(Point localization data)

==================================================

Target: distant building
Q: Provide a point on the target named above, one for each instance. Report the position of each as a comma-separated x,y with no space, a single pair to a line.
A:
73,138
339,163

==================================================

(AIM OF THE EXERCISE) So that nothing is lost, please repeat all of the entries exactly.

(RESULT)
Target: distant building
Q: Provide a point on the target named above, one for each instance. Report the position of each as a comma-separated x,y with no space, a single pair to a line.
A:
73,138
339,163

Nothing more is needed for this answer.